AIM: How many lines in the material below contain the word "white"? Reply with the number only.

══ SOURCE RECORDS

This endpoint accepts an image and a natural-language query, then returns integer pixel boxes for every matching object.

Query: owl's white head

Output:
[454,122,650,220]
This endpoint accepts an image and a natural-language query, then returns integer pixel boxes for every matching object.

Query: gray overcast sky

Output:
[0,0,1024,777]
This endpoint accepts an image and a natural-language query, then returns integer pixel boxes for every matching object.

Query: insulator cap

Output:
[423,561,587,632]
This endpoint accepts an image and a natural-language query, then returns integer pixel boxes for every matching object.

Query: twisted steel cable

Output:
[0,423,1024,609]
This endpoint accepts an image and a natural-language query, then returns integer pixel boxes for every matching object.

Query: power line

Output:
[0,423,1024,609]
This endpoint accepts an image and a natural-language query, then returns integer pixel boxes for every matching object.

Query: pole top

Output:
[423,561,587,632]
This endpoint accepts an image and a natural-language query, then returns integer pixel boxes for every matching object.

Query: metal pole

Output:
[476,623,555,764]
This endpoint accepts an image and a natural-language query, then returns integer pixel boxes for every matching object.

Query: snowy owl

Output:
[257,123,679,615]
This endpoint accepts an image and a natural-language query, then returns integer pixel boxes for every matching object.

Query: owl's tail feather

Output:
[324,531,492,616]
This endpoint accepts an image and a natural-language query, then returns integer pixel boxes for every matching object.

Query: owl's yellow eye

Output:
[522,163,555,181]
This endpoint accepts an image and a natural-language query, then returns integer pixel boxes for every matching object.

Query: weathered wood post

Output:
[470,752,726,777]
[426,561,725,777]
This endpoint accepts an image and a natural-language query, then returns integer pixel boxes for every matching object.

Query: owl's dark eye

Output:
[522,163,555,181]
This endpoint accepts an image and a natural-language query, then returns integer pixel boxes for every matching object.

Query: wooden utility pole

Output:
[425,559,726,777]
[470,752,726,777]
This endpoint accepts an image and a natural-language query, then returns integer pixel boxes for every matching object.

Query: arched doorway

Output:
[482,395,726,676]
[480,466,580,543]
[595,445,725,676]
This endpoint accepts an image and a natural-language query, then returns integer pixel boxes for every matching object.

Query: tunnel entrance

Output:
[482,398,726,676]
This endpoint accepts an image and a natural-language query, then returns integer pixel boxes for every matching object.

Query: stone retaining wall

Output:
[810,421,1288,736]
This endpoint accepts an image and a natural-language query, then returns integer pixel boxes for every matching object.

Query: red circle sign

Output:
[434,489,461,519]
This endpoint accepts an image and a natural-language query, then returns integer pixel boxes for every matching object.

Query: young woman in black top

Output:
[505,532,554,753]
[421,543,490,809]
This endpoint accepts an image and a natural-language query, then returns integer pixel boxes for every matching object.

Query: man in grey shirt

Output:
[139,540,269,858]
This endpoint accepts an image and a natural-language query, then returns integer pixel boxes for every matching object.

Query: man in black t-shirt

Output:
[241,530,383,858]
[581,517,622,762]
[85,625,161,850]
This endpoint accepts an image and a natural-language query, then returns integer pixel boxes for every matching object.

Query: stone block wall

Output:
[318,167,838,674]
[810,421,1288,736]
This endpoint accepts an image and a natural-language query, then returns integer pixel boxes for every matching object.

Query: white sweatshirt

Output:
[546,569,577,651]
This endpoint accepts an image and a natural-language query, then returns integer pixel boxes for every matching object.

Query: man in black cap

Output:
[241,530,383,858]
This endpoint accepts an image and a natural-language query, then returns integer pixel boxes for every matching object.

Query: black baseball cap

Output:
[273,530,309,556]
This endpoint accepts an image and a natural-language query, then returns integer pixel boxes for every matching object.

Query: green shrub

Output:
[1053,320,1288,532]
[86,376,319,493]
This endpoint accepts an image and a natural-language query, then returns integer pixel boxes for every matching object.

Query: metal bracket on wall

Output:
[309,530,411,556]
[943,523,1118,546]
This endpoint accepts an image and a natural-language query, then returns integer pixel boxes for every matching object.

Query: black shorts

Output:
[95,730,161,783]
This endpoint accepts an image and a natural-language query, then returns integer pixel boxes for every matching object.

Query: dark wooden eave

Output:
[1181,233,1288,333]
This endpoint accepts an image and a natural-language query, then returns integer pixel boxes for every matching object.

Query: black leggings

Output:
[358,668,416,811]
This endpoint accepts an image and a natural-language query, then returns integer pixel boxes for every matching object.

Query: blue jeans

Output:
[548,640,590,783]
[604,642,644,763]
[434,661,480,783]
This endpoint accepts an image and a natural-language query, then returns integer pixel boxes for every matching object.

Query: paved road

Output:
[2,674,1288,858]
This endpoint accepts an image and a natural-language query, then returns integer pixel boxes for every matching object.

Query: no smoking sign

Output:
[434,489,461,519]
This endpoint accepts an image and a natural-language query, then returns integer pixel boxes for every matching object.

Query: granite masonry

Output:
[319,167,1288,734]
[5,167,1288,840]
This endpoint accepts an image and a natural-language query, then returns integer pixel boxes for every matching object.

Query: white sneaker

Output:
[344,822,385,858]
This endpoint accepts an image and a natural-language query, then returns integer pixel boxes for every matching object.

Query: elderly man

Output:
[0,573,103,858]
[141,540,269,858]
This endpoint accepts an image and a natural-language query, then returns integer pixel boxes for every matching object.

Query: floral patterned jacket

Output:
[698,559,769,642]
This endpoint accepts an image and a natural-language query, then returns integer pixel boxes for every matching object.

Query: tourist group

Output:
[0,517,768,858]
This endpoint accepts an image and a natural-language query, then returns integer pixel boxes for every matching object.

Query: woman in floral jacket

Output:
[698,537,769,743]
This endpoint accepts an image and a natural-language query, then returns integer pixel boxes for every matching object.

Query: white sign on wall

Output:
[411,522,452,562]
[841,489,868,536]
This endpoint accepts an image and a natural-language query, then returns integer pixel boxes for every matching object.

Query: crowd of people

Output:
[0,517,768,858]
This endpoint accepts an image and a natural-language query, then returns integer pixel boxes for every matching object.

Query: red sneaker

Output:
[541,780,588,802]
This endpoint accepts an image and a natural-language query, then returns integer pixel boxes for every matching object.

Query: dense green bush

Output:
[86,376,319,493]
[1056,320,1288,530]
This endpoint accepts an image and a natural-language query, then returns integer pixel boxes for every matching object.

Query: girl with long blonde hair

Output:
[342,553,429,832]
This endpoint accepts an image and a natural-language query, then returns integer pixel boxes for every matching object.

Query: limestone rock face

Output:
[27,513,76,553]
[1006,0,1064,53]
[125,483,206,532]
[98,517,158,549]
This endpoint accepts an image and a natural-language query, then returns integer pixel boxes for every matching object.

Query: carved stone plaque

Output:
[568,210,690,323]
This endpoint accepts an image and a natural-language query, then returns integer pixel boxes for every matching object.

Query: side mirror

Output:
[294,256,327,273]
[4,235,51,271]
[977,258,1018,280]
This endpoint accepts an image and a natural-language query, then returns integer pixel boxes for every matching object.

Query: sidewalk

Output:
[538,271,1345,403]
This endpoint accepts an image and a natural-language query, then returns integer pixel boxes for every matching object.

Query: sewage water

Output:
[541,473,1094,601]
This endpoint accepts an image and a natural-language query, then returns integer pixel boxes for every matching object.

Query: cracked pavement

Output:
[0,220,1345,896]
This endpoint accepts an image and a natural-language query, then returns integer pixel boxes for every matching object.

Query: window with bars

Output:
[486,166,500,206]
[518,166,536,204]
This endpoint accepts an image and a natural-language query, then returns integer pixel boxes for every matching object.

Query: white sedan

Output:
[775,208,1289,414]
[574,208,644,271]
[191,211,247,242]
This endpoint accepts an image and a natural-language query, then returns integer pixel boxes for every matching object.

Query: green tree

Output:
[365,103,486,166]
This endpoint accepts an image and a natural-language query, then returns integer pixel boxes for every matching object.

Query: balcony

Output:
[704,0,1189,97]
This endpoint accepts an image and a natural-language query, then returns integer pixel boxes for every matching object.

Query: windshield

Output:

════

RESPONSE: 5